(Point annotation data)

══════════

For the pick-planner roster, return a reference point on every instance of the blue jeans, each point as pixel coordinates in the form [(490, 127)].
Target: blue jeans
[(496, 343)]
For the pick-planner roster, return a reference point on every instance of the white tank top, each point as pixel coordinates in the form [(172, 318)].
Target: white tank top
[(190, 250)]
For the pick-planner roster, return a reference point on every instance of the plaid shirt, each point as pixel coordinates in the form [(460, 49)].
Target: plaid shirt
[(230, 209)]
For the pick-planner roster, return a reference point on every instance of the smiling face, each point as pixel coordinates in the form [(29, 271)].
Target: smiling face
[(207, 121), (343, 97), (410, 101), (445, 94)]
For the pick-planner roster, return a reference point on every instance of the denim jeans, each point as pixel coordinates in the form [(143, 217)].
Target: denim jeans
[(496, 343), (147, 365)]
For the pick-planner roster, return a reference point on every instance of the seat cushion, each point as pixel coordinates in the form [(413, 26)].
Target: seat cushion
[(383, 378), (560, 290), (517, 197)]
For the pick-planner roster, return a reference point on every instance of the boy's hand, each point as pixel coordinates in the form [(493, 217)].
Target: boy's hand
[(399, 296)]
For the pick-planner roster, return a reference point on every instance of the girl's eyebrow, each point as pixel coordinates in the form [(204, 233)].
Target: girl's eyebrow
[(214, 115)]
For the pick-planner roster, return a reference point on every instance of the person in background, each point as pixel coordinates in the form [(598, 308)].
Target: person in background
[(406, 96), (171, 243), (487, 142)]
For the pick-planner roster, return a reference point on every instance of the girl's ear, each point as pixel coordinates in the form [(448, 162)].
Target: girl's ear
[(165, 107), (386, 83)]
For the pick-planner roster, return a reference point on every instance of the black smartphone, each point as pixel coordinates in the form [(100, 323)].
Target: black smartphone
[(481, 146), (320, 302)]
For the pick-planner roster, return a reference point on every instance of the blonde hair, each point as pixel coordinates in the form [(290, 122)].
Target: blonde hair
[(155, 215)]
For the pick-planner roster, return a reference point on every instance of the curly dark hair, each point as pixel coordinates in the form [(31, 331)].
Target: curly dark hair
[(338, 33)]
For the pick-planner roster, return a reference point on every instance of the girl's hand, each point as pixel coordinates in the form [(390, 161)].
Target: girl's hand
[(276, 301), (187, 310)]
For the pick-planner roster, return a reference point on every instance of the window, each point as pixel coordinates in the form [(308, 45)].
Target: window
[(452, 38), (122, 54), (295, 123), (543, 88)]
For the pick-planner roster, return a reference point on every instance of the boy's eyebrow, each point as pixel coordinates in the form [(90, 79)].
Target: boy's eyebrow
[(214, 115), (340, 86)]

══════════

→ **Task requirements**:
Reproduce all of the records above, substituting "grasp-planner roster" for every occurrence of "pick-planner roster" and leaving every other character unchanged.

→ **Solution for this problem**:
For the grasp-planner roster, return a reference point on every instance of the blue jeans, each point as pixel coordinates in the form [(490, 127)].
Target: blue jeans
[(496, 343)]
For the grasp-planner roster, return a reference point on every instance of the white tank top, each point as pixel coordinates in the form [(172, 318)].
Target: white tank top
[(190, 250)]
For the grasp-planner roster, return a reference point on every instance of the plaid shirt, each point as pixel coordinates in the form [(460, 49)].
Target: plaid shirt
[(230, 209)]
For the grasp-planner roster, return a reference point on every instance of the smiling face, each point as pixel coordinates in the form [(29, 271)].
Target: smiling face
[(207, 121), (343, 97), (410, 101), (445, 94)]
For the grasp-planner roster, return a reference point on every instance of the denim jeans, each point as pixel coordinates in the form [(143, 217)].
Target: denim jeans
[(496, 343), (147, 365)]
For the grasp-planner roster, return a reference point on every instance of the seat cushion, each point as pixel coordinates in the form [(413, 26)].
Target: seat cushion
[(383, 378), (560, 290), (517, 197)]
For the grasp-planner roster, return a reference point on every instance of the boy's hand, each point as pixel coordinates in the form [(493, 217)].
Target: boy's hand
[(399, 296)]
For the grasp-planner roster, return a reference point on every instance of the girl's eyebrow, each point as pixel coordinates in the form [(204, 233)].
Target: girl's eyebrow
[(214, 115)]
For the grasp-planner roster, return a reference point on every instance of the person in background, each point as pixel coordinates in the form [(598, 308)].
Target: person in background
[(406, 96), (171, 243), (487, 142)]
For the grasp-planner roster, return a reference point on every instance of the girl's ear, each point as pixel coordinates in the form [(448, 162)].
Target: girl's ear
[(165, 107), (386, 83)]
For the grasp-planner roster, return a reference point on every instance of the black smartphone, each point as pixel coordinates in the form [(100, 323)].
Target: black smartphone
[(481, 146), (320, 302)]
For the grasp-planner roster, return a reference point on every instance of the blonde hair, each point as pixel coordinates in the form [(290, 122)].
Target: blonde hair
[(155, 215)]
For the grasp-planner roster, return a reference point on every instance of the curly dark hair, each point as pixel coordinates in the form [(31, 331)].
Target: curly dark hair
[(338, 33)]
For the grasp-planner roster, return a reference point on every instance of the girl's hand, each point as pixel coordinates in the form [(390, 161)].
Target: girl's hand
[(276, 301), (187, 310)]
For the grasp-planner roster, return a reference point on every instance of the window, each point as pixel coordinates in the form [(308, 45)].
Target: window
[(452, 38), (122, 54), (295, 123), (543, 88)]
For the grasp-planner roster, return a reference point on every instance of the boy's eyebrow, each point as pixel coordinates in the form [(90, 79)].
Target: boy's eyebrow
[(214, 115), (340, 86)]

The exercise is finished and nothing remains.